## Begin Source extract

Head Kicks and Heads of State

Ted Glomski
Nov 4 · 4 min read
Kevin Lee (right) delivers a knockout head kick to Gregor Gillespie at UFC 244. Photo courtesy CBS Sports.

The opening fight of the pay-per-view card at UFC 244 was Gregor Gillespie versus Kevin Lee. The two fighters came into Madison Square Garden with two very different trajectories: Gregor “The Gift” Gillespie a 13–0 undefeated rising star, rising through one of the toughest divisions in MMA with dominant grappling and a well-balanced fight game. Kevin Lee was 1–3 from his last four fights, and even on that win Lee was unable to make weight. His attempt at a higher weight class ended disastrously and he just switched training gyms. A loss might mean a release from the UFC. Lee was being thrown into the ring as a statement win for Gillespie, portending a climb into title contention in the lightweight division.

A vicious head kick in the first round flipped the script instantly.

By itself this is a compelling story — Lee, who everyone counted out, now had a highlight-reel knockout and showed a huge improvement after his move to TriStar Gym. Who is he going to fight next? Will he be able to make lightning strike twice?

However, Lee became a big story for his reaction after his win:

A screenshot after the knockout of Kevin Lee’s Instagram (@ motownphenom) with the text, “BERNIE SANDERS YOU BASTARDS”

This screenshot made its rounds on lefty “Rose Twitter”, since Donald Trump was at the fight. I watched the fight live, but didn’t follow Lee on Instagram so I didn’t see the reaction until two days after the fight.

My first instinct was to get in the comments and correct folks. This wasn’t the fight that Trump attended; it was one fight on the twelve fight card. Is Gillespie a Trump supporter? I mean he’s definitely coded himself as a “country boy” so I wouldn’t be surprised but from a cursory look at his social media he doesn’t tout himself as a vocal MAGA guy (unlike, say, Colby Covington, a rising UFC welterweight who regularly makes appearances wearing the trademark red hat). Since lots of people were talking about it, and I had previously made a primer for MMA/UFC for the neophyte, I might as well chime in.

## End Source extract

The problem: Could you reproduce everything in the UFC 244 article above, from "Head Kicks and" down to "the lightweight division.", word for word?

## Begin Records supplied

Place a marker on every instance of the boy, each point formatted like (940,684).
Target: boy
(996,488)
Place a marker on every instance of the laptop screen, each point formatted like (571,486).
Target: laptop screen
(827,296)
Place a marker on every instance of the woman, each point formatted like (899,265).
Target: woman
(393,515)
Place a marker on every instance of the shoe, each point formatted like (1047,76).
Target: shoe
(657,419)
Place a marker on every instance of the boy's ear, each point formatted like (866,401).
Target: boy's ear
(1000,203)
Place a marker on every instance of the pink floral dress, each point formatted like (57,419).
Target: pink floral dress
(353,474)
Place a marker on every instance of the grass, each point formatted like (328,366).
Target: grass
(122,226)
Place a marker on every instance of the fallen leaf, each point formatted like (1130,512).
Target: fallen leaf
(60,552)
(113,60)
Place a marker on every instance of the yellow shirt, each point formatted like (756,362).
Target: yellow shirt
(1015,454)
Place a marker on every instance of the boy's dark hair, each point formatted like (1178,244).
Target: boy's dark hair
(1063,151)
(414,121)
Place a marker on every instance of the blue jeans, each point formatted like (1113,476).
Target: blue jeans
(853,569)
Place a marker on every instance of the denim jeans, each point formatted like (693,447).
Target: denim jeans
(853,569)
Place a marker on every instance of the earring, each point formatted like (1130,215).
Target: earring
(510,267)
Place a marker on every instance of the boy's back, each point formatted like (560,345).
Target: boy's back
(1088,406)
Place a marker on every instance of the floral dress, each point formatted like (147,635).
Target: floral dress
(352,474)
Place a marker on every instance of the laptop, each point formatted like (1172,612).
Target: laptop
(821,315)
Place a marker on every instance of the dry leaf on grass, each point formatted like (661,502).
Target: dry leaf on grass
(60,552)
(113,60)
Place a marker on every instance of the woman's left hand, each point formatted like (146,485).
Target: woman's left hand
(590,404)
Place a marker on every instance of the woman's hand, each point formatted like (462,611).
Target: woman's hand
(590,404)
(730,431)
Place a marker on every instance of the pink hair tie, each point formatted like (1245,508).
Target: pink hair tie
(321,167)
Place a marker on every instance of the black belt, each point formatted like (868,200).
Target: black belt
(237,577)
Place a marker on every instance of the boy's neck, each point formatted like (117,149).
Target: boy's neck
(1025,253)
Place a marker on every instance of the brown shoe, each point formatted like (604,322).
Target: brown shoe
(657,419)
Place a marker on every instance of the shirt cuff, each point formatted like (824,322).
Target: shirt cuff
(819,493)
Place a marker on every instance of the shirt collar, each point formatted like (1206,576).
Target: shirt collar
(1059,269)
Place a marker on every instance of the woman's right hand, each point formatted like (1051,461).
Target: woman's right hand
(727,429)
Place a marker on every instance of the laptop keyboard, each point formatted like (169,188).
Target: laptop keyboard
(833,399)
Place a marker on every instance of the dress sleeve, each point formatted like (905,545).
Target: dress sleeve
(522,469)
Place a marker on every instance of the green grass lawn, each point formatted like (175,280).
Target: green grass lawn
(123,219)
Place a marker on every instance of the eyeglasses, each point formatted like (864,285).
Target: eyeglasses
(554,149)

## End Records supplied

Answer to this task:
Head Kicks and Heads of State

Ted Glomski
Nov 4 · 4 min read
Kevin Lee (right) delivers a knockout head kick to Gregor Gillespie at UFC 244. Photo courtesy CBS Sports.

The opening fight of the pay-per-view card at UFC 244 was Gregor Gillespie versus Kevin Lee. The two fighters came into Madison Square Garden with two very different trajectories: Gregor “The Gift” Gillespie a 13–0 undefeated rising star, rising through one of the toughest divisions in MMA with dominant grappling and a well-balanced fight game. Kevin Lee was 1–3 from his last four fights, and even on that win Lee was unable to make weight. His attempt at a higher weight class ended disastrously and he just switched training gyms. A loss might mean a release from the UFC. Lee was being thrown into the ring as a statement win for Gillespie, portending a climb into title contention in the lightweight division.